→ Task instructions:
Reproduce the entries from the start through the line containing "M230 25L234 29L244", changing "canada jay" to "gray jay" and keeping everything else the same.

------------

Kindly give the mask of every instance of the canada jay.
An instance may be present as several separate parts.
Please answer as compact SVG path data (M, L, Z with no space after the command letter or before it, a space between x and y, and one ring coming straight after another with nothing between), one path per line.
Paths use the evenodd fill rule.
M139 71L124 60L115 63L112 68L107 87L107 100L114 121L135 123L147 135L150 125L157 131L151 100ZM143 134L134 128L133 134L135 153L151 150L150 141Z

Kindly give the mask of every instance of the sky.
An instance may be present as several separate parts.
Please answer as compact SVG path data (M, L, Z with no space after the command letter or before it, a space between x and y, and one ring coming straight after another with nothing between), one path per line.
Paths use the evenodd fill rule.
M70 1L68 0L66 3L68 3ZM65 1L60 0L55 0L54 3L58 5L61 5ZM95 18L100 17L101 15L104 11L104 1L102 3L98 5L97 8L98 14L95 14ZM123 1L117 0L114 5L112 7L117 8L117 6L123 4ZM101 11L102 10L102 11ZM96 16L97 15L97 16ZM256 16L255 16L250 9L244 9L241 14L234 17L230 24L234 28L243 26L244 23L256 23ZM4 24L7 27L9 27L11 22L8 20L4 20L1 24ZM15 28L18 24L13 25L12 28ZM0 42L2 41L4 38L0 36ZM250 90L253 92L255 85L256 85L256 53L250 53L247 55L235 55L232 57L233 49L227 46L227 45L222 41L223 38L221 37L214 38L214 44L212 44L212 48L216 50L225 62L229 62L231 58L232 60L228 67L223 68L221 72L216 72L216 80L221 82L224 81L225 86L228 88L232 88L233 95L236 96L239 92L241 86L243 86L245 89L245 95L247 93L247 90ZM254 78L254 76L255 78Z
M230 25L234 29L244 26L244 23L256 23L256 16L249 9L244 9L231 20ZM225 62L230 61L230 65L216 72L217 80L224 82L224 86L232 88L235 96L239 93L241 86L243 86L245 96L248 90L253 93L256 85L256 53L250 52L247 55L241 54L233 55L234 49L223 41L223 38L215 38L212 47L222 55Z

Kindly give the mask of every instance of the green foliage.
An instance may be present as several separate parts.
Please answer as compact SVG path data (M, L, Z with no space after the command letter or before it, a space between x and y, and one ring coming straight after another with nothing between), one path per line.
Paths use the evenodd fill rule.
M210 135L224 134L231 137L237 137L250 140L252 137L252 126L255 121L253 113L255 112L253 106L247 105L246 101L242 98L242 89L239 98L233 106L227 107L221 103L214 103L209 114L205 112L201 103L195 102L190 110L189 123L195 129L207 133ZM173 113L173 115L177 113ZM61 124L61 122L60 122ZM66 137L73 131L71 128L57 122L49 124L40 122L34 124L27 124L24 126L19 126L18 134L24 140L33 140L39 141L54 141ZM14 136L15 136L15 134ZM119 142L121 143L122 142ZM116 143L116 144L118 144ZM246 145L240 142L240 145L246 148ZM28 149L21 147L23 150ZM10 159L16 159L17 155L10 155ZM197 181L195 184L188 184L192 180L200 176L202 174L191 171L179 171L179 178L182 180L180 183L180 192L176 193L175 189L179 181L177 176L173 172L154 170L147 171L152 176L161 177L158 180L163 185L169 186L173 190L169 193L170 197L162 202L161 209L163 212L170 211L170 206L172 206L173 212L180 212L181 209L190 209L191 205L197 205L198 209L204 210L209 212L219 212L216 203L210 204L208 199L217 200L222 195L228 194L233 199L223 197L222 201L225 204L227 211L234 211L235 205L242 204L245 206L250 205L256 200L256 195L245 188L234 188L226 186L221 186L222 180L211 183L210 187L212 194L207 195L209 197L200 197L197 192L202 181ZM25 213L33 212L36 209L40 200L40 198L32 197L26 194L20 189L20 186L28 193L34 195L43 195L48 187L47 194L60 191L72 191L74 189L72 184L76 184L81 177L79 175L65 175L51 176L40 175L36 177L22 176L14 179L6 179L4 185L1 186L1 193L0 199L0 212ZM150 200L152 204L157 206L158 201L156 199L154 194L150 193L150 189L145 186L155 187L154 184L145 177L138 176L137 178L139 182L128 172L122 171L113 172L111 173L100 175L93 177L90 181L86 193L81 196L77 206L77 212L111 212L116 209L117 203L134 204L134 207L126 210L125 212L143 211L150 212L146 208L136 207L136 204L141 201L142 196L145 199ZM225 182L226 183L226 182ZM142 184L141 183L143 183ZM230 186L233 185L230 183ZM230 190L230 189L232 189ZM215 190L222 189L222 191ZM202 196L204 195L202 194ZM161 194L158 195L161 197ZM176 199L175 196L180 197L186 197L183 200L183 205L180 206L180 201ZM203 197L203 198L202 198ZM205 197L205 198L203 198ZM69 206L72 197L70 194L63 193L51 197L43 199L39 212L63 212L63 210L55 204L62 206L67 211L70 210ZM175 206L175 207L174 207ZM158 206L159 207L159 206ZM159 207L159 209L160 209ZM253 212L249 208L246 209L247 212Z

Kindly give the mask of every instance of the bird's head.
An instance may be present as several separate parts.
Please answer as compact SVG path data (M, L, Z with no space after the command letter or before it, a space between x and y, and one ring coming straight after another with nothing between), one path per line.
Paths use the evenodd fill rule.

------------

→ Output:
Kindly give the mask of every instance of the gray jay.
An instance may be present as several separate parts.
Please answer as compact SVG path data (M, L, Z with no space after the command letter or before it, a space between x and y, and one ring coming straight after another with nothing between), one path per line.
Paths use the evenodd fill rule.
M139 71L124 60L115 63L112 68L107 87L107 100L114 121L135 123L147 135L150 125L157 131L151 100ZM143 134L134 128L133 134L135 153L151 150L150 141Z

Kindly give the mask of every instance of the sky.
An instance may be present as several separate parts.
Please answer as compact SVG path data (M, L, Z with no space after the command letter or before it, a space between x and y, and one ring coming straight after another with nothing between), one path per line.
Paths use the evenodd fill rule.
M70 1L68 0L66 3L68 3ZM65 1L60 0L55 0L54 3L58 5L61 5ZM95 18L100 17L101 15L104 11L104 1L102 3L98 5L97 8L98 14L95 14ZM123 1L117 0L114 5L112 7L117 8L117 6L123 4ZM101 11L102 10L102 11ZM96 16L97 15L97 16ZM256 16L255 16L250 9L244 9L241 14L234 17L230 24L234 28L243 26L244 23L256 23ZM4 24L7 27L9 27L11 22L8 20L4 20L1 24ZM15 28L18 24L13 25L12 28ZM0 42L2 41L4 38L0 36ZM250 90L253 92L255 85L256 85L256 53L250 53L247 55L235 55L232 57L233 49L227 46L227 45L222 41L223 38L221 37L214 38L214 44L212 44L212 48L216 50L225 62L229 62L231 58L232 60L228 67L223 68L221 72L216 72L216 80L221 82L224 81L225 86L228 88L232 88L233 95L236 96L239 92L241 86L243 86L245 89L245 95L247 93L247 90ZM254 78L254 76L255 78Z
M230 25L234 29L244 26L244 23L256 23L256 16L249 9L244 9L231 20ZM225 62L230 61L230 65L216 72L217 80L224 82L224 86L232 88L235 96L239 93L241 86L243 86L245 96L248 90L253 93L256 85L256 53L250 52L247 55L241 54L233 55L234 49L223 41L223 38L215 38L212 47L222 55Z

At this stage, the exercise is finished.